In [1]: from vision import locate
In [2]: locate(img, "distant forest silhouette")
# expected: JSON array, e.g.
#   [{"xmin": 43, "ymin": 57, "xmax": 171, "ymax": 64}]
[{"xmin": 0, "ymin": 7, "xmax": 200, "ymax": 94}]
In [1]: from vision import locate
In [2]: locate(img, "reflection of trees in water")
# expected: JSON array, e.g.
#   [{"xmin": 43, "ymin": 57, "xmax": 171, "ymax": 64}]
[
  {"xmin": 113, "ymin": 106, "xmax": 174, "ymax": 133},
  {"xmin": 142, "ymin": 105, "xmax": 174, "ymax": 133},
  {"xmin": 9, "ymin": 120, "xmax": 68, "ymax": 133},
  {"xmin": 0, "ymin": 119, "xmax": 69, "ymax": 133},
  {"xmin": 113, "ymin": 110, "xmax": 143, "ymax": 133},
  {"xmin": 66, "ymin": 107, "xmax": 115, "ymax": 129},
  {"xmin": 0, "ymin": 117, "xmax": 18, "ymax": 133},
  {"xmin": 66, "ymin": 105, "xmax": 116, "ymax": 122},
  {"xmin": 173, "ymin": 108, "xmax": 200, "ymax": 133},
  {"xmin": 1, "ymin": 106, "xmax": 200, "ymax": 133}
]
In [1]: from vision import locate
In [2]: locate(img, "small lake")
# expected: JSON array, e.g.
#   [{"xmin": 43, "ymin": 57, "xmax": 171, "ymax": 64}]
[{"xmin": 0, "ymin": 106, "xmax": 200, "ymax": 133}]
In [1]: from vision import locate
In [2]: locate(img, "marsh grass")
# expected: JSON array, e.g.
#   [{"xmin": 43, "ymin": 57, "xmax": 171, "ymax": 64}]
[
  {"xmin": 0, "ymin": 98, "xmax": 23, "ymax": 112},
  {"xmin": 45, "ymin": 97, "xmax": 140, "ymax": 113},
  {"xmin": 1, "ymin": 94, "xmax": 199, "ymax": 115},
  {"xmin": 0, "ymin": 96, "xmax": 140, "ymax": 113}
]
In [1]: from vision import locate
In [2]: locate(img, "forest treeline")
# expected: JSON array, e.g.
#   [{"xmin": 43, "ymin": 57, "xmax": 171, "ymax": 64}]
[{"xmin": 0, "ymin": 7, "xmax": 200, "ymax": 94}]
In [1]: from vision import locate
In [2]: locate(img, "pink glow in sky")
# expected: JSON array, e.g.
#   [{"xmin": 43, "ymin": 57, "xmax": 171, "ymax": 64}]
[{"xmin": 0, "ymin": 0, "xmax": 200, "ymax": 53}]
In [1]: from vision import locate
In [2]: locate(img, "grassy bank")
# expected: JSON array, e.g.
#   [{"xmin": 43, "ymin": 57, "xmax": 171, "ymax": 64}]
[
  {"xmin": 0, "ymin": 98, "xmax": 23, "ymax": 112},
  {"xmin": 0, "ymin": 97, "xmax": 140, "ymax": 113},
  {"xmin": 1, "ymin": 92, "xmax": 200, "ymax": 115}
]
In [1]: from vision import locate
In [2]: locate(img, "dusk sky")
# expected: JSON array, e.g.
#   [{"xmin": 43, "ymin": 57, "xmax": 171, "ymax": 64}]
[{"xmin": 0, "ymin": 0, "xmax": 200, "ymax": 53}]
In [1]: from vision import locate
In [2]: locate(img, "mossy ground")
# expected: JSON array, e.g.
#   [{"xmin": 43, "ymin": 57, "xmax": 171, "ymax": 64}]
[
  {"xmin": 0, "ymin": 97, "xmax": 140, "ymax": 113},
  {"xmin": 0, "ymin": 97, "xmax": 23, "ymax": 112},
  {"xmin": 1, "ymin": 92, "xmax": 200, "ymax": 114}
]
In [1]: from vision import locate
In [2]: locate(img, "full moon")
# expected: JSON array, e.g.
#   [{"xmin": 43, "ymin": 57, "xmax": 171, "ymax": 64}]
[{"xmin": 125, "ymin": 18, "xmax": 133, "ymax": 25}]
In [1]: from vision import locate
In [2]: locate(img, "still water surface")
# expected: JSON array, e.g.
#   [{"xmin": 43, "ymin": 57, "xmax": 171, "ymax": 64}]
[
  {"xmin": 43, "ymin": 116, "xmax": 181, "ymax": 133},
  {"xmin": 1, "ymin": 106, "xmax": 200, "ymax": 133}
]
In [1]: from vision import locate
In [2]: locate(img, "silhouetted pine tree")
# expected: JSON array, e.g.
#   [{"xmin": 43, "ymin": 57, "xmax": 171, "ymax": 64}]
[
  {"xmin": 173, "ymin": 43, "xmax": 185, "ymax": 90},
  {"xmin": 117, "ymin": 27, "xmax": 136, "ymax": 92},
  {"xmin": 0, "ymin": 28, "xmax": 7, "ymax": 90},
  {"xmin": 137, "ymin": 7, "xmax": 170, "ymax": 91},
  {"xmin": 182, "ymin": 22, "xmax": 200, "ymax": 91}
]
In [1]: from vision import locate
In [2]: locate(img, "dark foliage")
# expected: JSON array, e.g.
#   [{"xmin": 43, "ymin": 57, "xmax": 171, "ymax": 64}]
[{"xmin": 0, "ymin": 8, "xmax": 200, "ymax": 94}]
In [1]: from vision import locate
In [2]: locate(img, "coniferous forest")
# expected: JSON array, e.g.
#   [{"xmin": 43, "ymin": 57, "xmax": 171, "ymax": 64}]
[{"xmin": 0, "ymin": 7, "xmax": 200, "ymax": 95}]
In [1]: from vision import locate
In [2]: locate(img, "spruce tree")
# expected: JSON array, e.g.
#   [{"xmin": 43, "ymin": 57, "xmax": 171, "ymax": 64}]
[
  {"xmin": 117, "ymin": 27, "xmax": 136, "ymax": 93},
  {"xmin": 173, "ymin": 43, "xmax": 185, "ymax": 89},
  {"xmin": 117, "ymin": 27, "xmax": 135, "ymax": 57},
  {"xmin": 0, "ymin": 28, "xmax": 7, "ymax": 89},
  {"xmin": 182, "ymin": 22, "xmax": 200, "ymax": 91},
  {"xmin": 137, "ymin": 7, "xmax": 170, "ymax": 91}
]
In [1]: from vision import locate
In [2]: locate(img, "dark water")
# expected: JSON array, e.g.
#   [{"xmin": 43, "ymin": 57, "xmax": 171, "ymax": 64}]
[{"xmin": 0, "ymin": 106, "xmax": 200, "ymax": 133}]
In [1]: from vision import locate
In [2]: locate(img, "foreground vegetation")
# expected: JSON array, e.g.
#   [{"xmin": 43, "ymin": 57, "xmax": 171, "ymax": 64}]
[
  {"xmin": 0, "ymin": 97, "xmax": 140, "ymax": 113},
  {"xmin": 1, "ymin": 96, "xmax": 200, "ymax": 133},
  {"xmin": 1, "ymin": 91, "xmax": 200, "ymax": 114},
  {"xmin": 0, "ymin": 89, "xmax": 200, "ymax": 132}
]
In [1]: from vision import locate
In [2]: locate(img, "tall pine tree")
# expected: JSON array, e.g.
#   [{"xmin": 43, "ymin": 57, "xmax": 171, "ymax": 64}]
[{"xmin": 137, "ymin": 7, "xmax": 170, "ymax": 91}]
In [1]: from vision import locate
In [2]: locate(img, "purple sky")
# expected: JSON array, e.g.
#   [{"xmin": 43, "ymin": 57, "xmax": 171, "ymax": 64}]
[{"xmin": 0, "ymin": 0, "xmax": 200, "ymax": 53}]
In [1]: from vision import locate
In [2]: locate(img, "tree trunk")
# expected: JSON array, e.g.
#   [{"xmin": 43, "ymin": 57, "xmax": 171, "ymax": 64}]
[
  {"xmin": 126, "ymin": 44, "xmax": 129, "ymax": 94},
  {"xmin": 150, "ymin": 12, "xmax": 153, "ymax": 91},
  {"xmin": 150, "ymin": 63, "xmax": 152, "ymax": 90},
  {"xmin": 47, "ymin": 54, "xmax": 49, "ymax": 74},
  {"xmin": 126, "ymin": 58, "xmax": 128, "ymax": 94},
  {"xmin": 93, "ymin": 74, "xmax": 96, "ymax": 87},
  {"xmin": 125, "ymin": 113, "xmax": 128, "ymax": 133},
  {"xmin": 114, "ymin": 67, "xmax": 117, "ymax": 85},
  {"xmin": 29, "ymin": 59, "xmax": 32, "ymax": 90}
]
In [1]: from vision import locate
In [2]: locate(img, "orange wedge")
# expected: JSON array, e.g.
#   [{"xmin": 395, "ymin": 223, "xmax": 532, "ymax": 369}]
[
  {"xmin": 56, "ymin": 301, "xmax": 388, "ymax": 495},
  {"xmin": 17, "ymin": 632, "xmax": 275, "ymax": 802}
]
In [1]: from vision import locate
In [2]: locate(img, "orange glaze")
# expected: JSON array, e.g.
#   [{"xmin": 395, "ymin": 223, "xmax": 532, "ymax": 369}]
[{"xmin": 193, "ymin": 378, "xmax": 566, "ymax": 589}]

----------------------------------------

Scan the records for the word "pine". Copy each line where it turns up.

• [EXERCISE RESPONSE]
In [2]: locate(img, "silhouetted pine tree")
In [2]: locate(img, "tall pine tree")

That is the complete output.